本文:
━━━

ハマスが統治するガザの保健省によれば、イスラエルの襲撃時、アル・シファには約3000人が避難していたという。ジュネーブに本部を置く非政府組織Euro-Med Monitorによれば、2週間の襲撃で、13人の子供と21人の患者を含む少なくとも1,500人のパレスチナ人が死亡した。

イスラエル当局は、アル・シファとその周辺で「200人以上のテロリスト」が殺害され、ハマスとパレスチナ・イスラム聖戦の活動家数人を含む数百人が拘束されたと述べた。

ガザへの取材アクセスがないため、報告された数字を独自に検証することは不可能だ。

イスラエルとガザの国境を軍用車両で移動するイスラエル軍兵士。(ロイター)

7月8日から12日にかけて、イスラエルは国連難民救済事業機関が運営する6つの学校を攻撃し、避難していた民間人数十人を殺害した。

イスラエルは、10月7日のイスラエル南部への攻撃にUNRWAの現地職員が参加したと非難し、国連機関は内部調査を開始し、米国を含むいくつかの主要な支援国は、ガザとその地域全体におけるUNRWAの活動への資金提供を停止した。

フィリップ・ラザリーニ国連パレスチナ難民救済事業機関(UNRWA)事務総長は、イスラエルによるガザ本部への攻撃について、「国際人道法のあからさまな無視における、もうひとつのエピソードです」と述べた。

ラザリーニ総監はXへの投稿で 「国連施設は常に保護されなければならない。国連施設は、軍事や戦闘のために使われてはならない。どんな戦争にもルールがある。ガザも例外ではありません」と投稿した。

同氏はまた、別の投稿で「学校は、紛争当事国による戦闘や軍事目的のために決して使われてはならない のです」と強調し、「ガザではあらゆる戦争のルールが破られています。国際人道法は絶え間なく無視され続けています」と続けた。

━━━

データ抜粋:
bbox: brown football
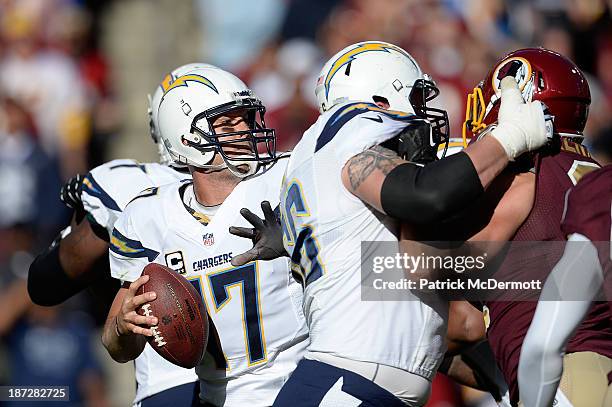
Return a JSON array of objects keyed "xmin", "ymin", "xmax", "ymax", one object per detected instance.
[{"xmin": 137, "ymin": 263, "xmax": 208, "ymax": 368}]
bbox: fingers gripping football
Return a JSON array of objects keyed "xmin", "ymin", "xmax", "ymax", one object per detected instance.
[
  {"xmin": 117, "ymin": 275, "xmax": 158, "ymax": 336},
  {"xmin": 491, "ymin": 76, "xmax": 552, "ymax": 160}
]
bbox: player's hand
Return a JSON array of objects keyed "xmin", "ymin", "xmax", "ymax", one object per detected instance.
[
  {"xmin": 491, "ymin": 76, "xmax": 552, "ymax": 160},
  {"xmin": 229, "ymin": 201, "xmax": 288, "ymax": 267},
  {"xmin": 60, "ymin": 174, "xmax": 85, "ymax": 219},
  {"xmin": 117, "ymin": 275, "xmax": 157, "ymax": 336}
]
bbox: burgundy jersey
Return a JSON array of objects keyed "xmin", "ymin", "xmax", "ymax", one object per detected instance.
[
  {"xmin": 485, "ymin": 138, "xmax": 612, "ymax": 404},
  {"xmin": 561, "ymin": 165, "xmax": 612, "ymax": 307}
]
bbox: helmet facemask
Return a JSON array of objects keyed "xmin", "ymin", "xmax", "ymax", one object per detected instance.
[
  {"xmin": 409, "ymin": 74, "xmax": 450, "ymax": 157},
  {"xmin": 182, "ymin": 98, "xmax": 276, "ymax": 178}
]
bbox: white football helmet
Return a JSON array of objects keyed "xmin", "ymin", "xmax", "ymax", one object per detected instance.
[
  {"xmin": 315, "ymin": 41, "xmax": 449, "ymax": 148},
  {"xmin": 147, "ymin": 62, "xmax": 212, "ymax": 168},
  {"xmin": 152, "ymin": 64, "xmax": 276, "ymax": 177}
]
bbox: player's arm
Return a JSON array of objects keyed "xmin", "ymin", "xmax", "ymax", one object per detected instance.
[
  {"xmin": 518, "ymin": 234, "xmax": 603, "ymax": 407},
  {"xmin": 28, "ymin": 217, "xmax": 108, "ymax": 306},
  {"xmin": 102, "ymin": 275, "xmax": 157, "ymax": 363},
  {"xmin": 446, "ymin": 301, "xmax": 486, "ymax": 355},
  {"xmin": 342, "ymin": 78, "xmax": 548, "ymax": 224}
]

━━━

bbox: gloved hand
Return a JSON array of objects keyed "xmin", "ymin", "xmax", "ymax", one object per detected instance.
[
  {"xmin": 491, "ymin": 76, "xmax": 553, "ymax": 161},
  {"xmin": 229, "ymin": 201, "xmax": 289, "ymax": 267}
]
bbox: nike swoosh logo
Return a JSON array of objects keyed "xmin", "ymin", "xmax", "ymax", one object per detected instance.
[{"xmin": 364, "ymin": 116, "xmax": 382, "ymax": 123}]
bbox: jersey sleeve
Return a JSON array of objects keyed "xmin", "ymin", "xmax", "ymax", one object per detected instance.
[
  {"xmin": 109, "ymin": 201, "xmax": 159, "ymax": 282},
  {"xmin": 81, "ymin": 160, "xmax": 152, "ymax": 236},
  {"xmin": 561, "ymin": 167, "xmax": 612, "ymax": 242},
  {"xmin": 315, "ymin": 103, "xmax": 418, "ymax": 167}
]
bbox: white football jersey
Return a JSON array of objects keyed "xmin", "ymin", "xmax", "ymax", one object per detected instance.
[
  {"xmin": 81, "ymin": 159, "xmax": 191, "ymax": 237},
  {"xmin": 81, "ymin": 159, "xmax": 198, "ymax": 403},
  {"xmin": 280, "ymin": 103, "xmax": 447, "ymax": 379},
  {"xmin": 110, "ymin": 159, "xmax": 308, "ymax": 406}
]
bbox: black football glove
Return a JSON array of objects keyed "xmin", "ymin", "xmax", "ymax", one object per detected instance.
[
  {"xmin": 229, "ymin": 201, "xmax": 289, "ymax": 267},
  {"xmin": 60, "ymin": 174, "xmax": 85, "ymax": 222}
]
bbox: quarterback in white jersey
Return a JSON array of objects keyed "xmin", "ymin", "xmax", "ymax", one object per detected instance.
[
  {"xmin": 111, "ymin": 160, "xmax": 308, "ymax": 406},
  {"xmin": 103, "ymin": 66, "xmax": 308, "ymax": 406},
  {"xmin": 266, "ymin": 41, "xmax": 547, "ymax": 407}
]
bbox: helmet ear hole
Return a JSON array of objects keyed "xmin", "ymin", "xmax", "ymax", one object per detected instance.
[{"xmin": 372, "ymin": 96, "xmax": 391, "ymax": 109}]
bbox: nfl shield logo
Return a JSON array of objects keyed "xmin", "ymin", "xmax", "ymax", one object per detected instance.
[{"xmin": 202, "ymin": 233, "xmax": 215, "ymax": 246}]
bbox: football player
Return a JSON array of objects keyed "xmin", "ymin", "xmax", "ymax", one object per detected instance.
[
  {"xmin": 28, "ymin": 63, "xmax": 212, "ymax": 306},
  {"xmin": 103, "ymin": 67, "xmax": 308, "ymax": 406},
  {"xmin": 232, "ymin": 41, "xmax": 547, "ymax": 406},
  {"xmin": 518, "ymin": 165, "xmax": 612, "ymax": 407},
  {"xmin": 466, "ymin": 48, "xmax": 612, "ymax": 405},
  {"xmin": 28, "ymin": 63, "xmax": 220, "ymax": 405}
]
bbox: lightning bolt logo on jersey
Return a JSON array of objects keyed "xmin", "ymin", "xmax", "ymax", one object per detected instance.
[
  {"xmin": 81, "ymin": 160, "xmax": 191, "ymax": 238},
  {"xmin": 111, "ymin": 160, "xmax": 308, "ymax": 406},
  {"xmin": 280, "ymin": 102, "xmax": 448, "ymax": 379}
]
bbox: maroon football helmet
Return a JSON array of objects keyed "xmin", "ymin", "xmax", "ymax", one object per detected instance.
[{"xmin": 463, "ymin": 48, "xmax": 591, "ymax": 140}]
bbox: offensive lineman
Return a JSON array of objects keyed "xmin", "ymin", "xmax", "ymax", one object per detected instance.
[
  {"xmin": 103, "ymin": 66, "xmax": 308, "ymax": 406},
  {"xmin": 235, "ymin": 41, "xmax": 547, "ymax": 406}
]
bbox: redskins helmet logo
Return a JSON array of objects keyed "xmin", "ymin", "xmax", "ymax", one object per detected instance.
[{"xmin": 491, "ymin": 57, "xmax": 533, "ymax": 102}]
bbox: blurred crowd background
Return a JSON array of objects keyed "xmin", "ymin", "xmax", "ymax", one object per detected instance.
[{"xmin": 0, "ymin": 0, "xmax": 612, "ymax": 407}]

━━━

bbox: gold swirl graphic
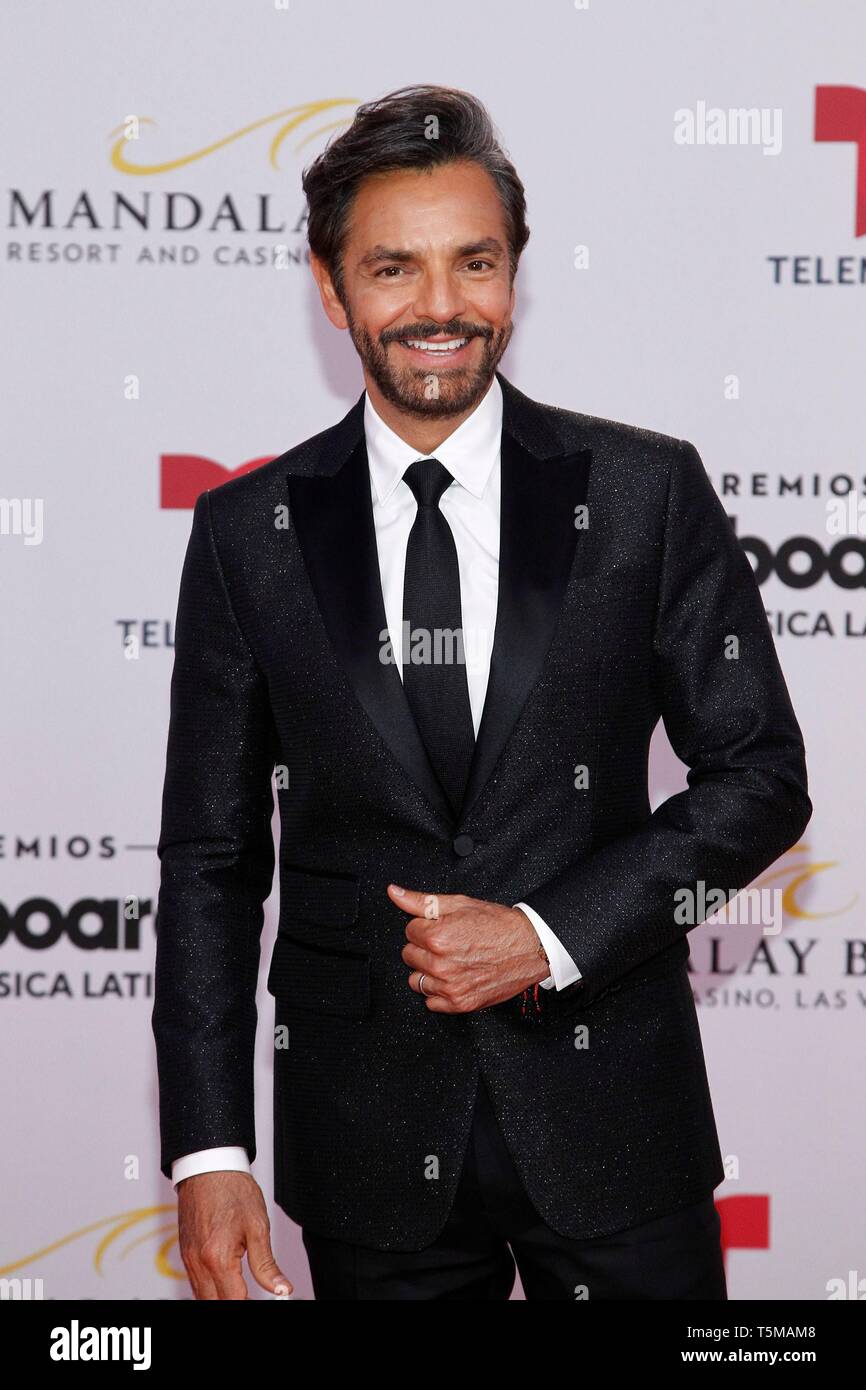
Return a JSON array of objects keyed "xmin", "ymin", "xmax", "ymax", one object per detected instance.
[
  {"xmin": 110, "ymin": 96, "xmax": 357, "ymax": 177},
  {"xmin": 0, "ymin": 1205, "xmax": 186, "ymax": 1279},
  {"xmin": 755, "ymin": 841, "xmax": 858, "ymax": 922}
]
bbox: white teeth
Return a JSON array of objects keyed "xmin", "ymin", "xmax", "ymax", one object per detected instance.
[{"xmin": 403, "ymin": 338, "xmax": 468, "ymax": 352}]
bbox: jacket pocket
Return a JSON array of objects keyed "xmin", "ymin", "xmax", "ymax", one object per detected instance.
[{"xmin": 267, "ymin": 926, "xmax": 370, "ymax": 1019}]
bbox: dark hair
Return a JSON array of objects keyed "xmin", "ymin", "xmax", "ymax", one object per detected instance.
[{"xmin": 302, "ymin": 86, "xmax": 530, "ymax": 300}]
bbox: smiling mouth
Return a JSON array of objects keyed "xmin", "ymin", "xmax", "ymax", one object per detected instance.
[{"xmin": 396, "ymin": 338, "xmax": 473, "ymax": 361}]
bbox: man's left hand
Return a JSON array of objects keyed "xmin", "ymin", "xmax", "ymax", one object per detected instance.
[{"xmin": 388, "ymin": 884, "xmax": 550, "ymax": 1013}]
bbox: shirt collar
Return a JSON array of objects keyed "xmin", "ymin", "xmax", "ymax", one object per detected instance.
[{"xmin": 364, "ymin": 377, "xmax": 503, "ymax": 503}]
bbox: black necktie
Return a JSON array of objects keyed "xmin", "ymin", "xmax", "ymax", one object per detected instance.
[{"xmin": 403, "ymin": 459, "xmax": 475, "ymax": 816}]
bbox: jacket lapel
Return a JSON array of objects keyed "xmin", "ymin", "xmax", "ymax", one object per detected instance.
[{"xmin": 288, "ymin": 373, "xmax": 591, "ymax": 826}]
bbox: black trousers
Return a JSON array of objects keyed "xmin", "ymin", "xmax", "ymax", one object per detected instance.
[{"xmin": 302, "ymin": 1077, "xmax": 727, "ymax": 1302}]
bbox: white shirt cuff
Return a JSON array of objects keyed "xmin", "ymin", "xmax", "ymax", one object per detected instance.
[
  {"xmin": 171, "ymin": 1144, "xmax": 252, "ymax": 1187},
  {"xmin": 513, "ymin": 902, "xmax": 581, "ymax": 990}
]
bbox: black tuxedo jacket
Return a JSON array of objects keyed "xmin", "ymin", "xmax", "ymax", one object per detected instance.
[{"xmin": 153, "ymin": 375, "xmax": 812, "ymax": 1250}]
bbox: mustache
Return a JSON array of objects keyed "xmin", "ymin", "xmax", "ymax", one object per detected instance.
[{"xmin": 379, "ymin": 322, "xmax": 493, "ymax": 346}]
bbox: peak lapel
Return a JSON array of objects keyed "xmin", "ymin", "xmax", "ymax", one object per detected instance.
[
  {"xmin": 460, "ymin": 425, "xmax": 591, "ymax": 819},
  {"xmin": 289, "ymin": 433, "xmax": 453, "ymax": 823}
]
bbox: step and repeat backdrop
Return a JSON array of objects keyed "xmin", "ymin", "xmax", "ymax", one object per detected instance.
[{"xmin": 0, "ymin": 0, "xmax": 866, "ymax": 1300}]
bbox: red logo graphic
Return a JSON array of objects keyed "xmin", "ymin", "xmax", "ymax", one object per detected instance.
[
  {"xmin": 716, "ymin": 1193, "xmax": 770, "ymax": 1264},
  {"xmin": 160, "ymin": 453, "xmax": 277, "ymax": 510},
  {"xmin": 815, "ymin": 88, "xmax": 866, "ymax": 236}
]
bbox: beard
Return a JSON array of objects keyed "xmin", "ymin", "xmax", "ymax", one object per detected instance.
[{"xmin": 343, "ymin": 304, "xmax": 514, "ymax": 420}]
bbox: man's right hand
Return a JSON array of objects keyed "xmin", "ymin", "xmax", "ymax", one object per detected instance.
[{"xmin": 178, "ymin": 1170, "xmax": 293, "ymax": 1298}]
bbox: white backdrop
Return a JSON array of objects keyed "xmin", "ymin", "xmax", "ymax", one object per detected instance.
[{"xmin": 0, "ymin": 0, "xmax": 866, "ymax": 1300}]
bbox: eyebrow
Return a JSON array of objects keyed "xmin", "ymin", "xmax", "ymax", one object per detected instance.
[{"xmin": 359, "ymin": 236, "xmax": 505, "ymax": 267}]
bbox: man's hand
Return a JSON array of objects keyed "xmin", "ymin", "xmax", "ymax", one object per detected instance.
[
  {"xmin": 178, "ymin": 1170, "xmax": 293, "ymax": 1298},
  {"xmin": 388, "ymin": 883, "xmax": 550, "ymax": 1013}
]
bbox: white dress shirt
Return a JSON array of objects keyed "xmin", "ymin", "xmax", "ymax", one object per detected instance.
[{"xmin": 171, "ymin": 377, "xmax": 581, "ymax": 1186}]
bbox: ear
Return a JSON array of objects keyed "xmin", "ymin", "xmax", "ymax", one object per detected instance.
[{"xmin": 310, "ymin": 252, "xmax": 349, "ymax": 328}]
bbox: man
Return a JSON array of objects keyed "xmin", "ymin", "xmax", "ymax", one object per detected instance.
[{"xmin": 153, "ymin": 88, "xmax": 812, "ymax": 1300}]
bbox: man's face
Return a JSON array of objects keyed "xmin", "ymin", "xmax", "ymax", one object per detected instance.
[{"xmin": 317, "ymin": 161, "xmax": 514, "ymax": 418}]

━━━

課題: ガザの病院襲撃と国連施設への攻撃を伝える本文を、最後の文の後から書き継ぐこと。

解答:
イスラエルは一貫して、民間インフラを標的にしているとの非難を否定してきた。ハマスや他のパレスチナ武装勢力は、ガザの病院の下にあるトンネルを使って攻撃を仕掛け、武器を隠し、住民を人間の盾にしていると非難している。

イスラエルの行為について、ニューヨークを拠点とするある国際弁護士は、匿名を希望した上で、アラブニュースに対し、ガザ戦争において「国際法は、戦争犯罪、大量虐殺、その他の残虐行為について加害者の責任を問うメカニズムを提供しています。その説明責任と、正義の枠組みとして依然として適切です」と述べた。

デイル・エル・バラの汚水で冠水した道路を歩くパレスチナ人。(AFP=時事通信)

戦争犯罪で個人を訴追する国際刑事裁判所は、「紛争当事者双方」の責任を問う試みを行っている。

イスラエルのメディアは7月17日、ICCが今後2週間以内にイスラエルのベンヤミン・ネタニヤフ首相とヨアヴ・ガラント国防大臣の逮捕状を発行する可能性が高いとイスラエル政府関係者が予想していると報じた。

ICCのカリム・カーン主任検察官は5月、戦争犯罪と人道に対する罪の疑いがあるイスラエル人2人とパレスチナ人3人に対する逮捕状を申請した。

ハマス司令官デイフ氏は、ハマスの政治局長イスマイル・ハニヤ氏、ガザのイスラム主義運動指導者ヤヒヤ・シンワル氏とともに、ICCの逮捕状に記載されたパレスチナ人の一人である。

ネタニヤフ首相とガラント氏に対する逮捕状は、他の戦争犯罪や人道に対する罪と並んで、戦争の道具としての飢餓の使用、絶滅、民間人を意図的に攻撃したことを非難している。

カーン主任検察官は、5人がガザでの戦争中の戦争犯罪と人道に対する罪の容疑に対して「刑事責任」を負っていると信じる「合理的な根拠」があると述べた。

この決定は、ハマス指導部やイスラエル、さらにはアメリカの怒りを引き起こした。ジョー・バイデン米大統領は、この動きを「言語道断」であり、「イスラエルとハマスは同列に扱われるべきではない」と評した。

ハマス側は、ICCの検察官が「被害者と死刑執行人を同列に扱っている」と述べ、指導者に対する申し立ての撤回を要求した。

イスラエルは一貫して、民間インフラを標的にしているという非難を否定している。(AFP)。

ニューヨークを拠点とする国際弁護士は、国際法と現在進行中の紛争によって「残虐行為に対処し、より公正で平和な世界を育むための基盤が築かれつつあります」としながらも、「一貫性がなく、政治的な影響に左右されることもあるでしょう」と述べた。

7月19日、ハーグの国連国際司法裁判所は、イスラエルによるガザ地区、ヨルダン川西岸地区、東エルサレムを含むパレスチナ地域の占領と併合を「違法」とする画期的な判決を下した。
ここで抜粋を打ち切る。